[Estratto selezionato]
In una società “ricca”,
come è la nostra, se potessimo crescere sani ed evolverci naturalmente senza
essere strangolati da una cultura perversa e malata, ci sentiremmo soddisfatti e
pienamente realizzati nel perseguire il bene e la prosperità della collettività
ed attiveremmo più facilmente i nostri centri cerebrali della gratificazione
attraverso azioni rivolte ad ottenere la tutela e la salute degli altri
piuttosto che la soddisfazione del nostro narcisismo cieco ed egoista.
E' invece la corsa
"all'accumulo" personale di risorse che non saremo mai in grado di
consumare e che invece sarebbero necessarie a tanti che sono purtroppo destinati
a morire perché queste risorse sono state dissennatamente
"sequestrate" da pochi individui malati, incapaci di vivere
serenamente e pacificamente insieme agli altri.
[/Estratto selezionato]
[Estratti del dataset]
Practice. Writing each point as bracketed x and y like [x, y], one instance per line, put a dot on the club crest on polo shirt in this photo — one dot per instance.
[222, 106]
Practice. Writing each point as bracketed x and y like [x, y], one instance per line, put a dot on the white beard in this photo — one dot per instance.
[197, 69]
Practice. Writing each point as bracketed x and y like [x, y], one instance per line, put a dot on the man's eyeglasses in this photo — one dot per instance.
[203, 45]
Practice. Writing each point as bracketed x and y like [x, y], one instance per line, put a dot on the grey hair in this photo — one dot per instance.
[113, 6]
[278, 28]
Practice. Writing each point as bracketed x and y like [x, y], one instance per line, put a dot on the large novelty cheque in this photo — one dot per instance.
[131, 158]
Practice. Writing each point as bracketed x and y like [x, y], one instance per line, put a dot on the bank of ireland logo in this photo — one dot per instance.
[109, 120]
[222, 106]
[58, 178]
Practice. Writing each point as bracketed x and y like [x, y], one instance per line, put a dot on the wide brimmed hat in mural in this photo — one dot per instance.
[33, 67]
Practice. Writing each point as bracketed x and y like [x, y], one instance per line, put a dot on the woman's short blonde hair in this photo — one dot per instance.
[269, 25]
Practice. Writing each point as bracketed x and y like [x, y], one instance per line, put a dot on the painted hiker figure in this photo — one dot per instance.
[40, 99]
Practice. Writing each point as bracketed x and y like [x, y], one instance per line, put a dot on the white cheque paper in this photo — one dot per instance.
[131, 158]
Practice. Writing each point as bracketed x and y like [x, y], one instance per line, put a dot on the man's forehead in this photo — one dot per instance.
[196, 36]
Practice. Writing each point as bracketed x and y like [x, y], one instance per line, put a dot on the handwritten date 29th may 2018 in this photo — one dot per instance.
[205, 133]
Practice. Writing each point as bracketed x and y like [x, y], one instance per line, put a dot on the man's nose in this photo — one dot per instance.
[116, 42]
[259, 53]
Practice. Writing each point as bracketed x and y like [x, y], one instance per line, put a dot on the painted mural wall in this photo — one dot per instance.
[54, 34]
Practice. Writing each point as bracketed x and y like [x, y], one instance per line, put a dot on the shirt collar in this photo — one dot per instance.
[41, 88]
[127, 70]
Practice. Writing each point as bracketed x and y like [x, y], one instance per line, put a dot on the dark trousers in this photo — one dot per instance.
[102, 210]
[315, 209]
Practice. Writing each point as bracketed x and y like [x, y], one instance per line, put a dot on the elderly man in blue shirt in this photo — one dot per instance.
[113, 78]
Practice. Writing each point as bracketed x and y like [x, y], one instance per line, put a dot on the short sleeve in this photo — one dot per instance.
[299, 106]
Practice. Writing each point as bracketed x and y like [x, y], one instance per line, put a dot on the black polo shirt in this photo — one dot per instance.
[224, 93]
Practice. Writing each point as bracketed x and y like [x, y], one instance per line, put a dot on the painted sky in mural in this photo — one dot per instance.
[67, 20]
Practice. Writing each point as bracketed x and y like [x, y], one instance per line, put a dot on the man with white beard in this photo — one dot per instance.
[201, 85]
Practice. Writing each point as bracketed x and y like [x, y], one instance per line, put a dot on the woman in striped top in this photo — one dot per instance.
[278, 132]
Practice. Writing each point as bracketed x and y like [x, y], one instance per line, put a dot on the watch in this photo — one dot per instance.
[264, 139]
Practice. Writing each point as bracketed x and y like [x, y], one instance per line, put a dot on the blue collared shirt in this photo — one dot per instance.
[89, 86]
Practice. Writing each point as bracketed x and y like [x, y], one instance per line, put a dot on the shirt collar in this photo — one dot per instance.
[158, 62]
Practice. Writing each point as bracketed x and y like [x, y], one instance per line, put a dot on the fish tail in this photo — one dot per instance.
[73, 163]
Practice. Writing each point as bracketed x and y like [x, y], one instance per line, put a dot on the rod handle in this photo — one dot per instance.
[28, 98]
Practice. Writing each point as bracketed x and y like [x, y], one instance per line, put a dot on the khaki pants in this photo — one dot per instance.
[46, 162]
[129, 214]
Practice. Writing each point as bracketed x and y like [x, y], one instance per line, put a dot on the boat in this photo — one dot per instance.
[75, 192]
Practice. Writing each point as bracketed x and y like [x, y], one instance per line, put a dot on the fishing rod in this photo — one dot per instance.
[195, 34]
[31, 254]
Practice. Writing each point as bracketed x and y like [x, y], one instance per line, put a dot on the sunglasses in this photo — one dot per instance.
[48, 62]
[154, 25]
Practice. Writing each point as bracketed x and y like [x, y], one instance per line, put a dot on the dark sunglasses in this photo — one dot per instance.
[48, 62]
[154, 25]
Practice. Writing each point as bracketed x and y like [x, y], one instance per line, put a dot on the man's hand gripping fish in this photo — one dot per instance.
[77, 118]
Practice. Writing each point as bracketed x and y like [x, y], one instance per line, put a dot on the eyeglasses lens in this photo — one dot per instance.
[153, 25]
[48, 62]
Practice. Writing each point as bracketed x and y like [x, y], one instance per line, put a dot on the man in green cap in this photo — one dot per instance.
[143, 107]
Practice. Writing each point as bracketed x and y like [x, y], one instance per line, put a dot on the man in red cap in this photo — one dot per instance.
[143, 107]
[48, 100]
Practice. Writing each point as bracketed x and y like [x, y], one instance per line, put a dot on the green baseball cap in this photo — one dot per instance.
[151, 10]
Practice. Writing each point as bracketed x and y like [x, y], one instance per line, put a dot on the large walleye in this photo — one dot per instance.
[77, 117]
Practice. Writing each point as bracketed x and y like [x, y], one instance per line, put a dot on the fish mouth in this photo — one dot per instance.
[/Estratti del dataset]
[Istruzioni operative 1]:
Indica se le affermazioni (a), (b) e (c) concordano con l'estratto selezionato sulla società ricca, rispondendo sì o no per ciascuna e citando testualmente le parole decisive. (a) In una società ricca in cui potessimo crescere sani ci sentiremmo realizzati perseguendo il bene della collettività. (b) Le risorse accumulate vengono consumate per intero da chi le accumula. (c) Le risorse sono state sequestrate dalla maggioranza degli individui.
[Istruzioni operative 2]:
Prosegui l'estratto selezionato sulla società ricca e sull'accumulo di risorse, partendo dopo la sua ultima frase.

[Risultato 1]:
(a) Sì: «ci sentiremmo soddisfatti e pienamente realizzati nel perseguire il bene e la prosperità della collettività».
(b) No: «risorse che non saremo mai in grado di consumare».
(c) No: «"sequestrate" da pochi individui malati».

[Risultato 2]:
I valori di riferimento che la
nostra cultura occidentale ci propone mille volte al giorno li conosciamo bene e
sono quei valori di competizione, di aggressività, di individualismo e di
esaltazione del potere e del denaro (che ne è l'indicatore sociale) che sono
tipici della destra ma che, purtroppo, oggi spesso troviamo anche in ambienti
che di destra non sono ma che, perdonatemi, non mi sento davvero di chiamare di
sinistra.
Perché la sinistra, quella vera
compagni, si distingue facilmente: è quella che promuove sempre e prima di
tutto i valori universali di solidarietà, è quella che si preoccupa di
tutelare le minoranze e i più deboli, è quella che rifiuta con forza le
logiche di mercato, è quella alla quale possono appartenere solo quelli che
rifiutano, e senza tentennamenti, tutti i percorsi verso il potere e
l'arricchimento.
C'è di che riflettere,
compagni; riflettiamo dunque, e proviamo a confrontare una figura come quella di
Che Guevara, così altruista e così straordinariamente lontano dalla tentazione
del potere e dei vantaggi personali, con le tante, troppe, altre figure (o
figurine!) dei nostri " illustri e beneamati" leader politici,
sinistra, ahimè, compresa.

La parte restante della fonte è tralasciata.